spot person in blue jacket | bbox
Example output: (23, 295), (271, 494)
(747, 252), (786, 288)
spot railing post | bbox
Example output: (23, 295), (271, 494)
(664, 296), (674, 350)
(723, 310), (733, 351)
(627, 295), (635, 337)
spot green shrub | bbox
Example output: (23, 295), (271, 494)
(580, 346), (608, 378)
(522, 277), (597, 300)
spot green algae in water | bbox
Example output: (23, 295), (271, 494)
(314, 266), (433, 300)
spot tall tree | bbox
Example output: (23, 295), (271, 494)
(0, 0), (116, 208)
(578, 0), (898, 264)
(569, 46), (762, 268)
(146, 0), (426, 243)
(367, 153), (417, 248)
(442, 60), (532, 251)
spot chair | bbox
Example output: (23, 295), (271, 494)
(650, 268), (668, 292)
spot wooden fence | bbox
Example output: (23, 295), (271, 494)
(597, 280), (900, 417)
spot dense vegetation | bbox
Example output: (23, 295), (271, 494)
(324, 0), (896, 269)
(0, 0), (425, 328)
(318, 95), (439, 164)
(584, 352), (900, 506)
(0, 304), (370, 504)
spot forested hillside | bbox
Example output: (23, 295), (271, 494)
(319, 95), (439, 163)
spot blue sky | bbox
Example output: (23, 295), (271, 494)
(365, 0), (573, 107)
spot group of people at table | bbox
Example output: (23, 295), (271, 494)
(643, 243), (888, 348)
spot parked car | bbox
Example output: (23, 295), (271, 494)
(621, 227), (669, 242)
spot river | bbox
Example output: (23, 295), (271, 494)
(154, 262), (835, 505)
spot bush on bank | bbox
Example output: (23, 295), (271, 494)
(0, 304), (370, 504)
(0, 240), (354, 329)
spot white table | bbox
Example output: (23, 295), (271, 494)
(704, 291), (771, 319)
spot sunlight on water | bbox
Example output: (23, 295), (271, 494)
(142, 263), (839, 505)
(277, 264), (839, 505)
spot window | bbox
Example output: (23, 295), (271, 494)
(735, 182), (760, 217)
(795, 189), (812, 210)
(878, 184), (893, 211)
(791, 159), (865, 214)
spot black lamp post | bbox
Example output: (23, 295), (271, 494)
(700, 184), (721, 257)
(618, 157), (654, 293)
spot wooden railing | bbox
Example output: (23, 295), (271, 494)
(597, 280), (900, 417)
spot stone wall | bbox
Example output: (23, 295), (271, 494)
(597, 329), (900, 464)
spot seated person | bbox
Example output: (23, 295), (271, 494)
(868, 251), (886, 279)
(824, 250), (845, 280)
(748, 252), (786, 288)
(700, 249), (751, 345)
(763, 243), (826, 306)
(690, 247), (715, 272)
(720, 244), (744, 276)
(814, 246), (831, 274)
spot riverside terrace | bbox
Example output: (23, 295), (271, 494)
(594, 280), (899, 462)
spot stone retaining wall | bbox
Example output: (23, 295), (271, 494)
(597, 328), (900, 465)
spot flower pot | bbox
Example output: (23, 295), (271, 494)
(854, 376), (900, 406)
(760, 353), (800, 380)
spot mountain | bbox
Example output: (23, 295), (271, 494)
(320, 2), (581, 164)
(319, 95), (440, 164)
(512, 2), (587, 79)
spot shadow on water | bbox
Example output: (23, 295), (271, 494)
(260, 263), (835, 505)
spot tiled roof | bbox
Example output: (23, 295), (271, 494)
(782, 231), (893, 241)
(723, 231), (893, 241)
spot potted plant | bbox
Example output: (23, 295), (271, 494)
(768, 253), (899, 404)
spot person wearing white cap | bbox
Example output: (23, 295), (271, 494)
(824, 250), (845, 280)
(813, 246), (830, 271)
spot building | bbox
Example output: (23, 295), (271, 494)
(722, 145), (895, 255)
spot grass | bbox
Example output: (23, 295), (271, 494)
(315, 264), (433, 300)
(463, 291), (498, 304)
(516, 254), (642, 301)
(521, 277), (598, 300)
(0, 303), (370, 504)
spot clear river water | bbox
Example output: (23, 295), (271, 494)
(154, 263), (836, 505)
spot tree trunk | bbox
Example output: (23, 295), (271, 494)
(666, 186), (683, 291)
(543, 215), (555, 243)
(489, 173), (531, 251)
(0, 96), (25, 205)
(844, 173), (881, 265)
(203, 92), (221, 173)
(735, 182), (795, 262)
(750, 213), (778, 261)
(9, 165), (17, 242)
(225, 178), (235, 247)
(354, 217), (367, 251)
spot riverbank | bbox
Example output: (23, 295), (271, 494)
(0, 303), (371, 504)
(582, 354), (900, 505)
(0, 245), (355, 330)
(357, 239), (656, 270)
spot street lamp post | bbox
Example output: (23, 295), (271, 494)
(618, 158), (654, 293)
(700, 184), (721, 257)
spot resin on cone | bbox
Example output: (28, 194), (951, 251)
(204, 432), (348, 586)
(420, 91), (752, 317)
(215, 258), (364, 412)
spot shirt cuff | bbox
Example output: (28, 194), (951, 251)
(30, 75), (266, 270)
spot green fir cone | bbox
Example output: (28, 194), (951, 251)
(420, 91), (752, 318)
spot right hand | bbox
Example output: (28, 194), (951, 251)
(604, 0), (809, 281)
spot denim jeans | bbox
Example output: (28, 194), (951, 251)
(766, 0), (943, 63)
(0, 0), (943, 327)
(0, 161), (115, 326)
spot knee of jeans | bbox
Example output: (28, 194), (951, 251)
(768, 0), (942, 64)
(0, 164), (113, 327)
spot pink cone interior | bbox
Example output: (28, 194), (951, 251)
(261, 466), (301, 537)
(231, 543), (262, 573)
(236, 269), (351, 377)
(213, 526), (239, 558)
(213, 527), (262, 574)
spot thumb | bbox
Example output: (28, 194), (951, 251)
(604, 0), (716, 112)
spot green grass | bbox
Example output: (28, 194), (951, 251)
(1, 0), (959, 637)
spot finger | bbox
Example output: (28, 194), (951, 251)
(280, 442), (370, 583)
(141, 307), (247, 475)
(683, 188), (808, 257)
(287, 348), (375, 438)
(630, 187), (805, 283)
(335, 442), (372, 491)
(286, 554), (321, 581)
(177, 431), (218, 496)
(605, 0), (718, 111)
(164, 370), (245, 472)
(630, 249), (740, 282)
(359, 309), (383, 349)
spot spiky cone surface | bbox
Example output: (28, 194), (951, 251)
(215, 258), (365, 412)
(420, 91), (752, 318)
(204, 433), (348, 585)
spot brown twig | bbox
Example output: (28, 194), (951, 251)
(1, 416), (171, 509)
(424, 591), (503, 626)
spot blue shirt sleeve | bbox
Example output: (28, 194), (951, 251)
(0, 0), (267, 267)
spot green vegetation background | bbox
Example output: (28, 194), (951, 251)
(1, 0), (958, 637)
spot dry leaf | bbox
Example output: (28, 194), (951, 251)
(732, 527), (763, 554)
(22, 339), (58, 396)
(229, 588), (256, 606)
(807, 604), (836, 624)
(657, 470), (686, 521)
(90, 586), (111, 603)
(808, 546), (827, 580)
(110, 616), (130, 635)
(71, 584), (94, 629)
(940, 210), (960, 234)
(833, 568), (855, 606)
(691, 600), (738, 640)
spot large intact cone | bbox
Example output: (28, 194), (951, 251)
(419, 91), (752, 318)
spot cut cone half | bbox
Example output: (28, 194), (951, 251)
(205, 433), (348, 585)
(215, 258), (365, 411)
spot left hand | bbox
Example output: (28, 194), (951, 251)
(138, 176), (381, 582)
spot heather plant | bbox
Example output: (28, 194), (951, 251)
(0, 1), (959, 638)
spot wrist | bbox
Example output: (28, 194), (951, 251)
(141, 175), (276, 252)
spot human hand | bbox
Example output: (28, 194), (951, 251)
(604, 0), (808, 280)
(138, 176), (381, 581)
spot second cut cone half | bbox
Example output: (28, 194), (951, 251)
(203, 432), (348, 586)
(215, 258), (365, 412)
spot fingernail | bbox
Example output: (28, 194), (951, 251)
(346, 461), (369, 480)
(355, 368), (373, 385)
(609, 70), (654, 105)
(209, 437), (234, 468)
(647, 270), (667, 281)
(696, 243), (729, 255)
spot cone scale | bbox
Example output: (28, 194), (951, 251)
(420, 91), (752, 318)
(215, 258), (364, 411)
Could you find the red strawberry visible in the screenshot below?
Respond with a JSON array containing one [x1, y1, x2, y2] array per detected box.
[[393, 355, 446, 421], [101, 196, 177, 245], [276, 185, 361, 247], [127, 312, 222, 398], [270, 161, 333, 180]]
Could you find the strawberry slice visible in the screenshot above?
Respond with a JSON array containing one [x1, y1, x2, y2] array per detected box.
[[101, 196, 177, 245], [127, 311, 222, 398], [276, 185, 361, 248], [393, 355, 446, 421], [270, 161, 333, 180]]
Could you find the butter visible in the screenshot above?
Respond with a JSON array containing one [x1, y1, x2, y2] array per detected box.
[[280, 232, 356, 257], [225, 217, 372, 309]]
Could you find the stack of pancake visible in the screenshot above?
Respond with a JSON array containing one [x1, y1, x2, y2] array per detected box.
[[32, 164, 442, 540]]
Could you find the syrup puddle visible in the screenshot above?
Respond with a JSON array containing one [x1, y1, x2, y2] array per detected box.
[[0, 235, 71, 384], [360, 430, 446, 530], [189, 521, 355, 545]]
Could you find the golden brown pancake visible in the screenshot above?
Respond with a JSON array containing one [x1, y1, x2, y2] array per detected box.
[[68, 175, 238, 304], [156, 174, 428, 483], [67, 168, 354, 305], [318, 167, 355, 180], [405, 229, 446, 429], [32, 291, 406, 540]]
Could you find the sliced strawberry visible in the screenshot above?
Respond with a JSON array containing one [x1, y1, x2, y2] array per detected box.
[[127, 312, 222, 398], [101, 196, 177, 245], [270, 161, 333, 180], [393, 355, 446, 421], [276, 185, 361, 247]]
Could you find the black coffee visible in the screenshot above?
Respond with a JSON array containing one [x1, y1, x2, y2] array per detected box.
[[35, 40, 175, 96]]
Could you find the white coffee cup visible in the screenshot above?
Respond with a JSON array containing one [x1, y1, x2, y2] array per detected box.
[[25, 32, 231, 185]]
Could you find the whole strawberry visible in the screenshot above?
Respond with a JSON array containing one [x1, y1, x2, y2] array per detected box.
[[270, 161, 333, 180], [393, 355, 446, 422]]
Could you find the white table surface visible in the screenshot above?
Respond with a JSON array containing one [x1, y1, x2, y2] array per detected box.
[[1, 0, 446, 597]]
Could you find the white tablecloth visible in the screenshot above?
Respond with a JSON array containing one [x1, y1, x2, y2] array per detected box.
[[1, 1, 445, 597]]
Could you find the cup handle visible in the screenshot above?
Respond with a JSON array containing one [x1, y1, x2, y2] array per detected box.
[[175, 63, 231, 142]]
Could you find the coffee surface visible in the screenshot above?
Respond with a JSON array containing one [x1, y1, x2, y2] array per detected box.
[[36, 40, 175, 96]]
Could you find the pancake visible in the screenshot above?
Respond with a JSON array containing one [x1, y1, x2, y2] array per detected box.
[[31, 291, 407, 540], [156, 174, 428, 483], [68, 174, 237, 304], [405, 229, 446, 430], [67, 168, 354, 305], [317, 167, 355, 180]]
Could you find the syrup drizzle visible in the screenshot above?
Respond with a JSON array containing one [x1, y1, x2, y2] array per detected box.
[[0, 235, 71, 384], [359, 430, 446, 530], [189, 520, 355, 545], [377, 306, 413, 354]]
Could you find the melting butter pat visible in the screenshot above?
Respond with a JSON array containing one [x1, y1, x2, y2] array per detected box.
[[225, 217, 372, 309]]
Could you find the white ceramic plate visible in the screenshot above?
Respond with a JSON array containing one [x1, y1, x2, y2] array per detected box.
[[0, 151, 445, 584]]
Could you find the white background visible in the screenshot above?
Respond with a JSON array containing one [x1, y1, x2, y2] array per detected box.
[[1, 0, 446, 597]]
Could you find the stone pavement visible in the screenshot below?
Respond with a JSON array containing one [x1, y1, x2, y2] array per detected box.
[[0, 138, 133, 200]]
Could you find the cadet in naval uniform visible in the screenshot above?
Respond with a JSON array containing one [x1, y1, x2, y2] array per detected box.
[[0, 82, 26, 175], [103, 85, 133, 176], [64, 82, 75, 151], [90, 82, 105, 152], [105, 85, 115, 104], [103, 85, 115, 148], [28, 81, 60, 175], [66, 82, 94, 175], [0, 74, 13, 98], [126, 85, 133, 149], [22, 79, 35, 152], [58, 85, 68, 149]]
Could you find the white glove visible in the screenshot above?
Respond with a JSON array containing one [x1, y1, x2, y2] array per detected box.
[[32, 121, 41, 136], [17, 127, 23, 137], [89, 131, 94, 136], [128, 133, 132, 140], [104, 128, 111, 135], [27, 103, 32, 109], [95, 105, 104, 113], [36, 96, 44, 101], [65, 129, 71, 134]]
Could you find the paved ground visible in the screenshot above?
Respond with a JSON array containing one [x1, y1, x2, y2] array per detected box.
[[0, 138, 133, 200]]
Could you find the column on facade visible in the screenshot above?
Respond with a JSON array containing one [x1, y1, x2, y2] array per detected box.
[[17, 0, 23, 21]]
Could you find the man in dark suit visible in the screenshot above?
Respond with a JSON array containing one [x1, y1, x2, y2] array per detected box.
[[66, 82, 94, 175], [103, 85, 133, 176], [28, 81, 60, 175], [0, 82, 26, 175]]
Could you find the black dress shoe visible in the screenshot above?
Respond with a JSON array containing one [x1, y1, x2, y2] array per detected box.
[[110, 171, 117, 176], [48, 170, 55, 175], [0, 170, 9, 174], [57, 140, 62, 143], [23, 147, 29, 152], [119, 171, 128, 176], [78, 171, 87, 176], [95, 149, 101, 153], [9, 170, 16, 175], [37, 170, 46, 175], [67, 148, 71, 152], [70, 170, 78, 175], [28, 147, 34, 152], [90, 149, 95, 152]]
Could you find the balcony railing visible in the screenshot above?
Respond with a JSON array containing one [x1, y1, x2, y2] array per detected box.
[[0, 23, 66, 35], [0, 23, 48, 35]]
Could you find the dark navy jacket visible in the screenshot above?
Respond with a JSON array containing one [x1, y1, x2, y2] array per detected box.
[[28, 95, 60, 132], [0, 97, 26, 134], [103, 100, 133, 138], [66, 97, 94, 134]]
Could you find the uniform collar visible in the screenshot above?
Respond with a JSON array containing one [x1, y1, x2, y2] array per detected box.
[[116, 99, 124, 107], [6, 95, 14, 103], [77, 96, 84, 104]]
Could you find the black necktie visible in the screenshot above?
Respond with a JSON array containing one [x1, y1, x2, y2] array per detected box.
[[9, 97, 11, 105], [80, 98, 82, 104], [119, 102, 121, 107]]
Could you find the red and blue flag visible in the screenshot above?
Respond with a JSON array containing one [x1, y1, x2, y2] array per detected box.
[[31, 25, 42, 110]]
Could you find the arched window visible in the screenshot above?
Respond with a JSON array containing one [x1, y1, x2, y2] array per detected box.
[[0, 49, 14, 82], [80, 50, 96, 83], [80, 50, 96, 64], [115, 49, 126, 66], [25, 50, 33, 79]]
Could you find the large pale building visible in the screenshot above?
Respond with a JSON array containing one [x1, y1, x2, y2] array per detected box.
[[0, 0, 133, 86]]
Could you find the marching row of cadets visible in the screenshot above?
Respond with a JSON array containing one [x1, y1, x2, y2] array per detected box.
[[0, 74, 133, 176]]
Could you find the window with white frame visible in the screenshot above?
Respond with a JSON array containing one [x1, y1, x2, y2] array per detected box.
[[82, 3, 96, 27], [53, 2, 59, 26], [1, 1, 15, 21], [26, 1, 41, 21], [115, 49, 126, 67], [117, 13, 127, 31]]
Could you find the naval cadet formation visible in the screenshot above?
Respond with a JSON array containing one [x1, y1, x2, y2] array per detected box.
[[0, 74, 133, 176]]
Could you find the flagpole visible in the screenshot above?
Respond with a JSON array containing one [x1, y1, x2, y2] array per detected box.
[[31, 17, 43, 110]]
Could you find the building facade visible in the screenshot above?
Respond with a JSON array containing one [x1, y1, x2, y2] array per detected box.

■ TASK REQUIREMENTS
Referring to the material above, set down exactly the lines between the line with "spot wooden railing | bbox" and the line with "spot stone retaining wall | bbox", inclusive, and no other lines.

■ YOUR SOLUTION
spot wooden railing | bbox
Example output: (23, 295), (271, 494)
(597, 280), (900, 417)
spot stone wall | bbox
Example output: (23, 295), (271, 494)
(597, 329), (900, 464)
spot seated person | bbox
Example output: (23, 295), (271, 494)
(868, 251), (886, 279)
(824, 250), (845, 280)
(748, 252), (786, 288)
(700, 249), (751, 345)
(763, 243), (826, 306)
(690, 247), (715, 272)
(720, 244), (744, 276)
(814, 246), (831, 274)
spot riverside terrace | bbox
Example output: (23, 295), (271, 494)
(594, 280), (899, 462)
spot stone retaining wall | bbox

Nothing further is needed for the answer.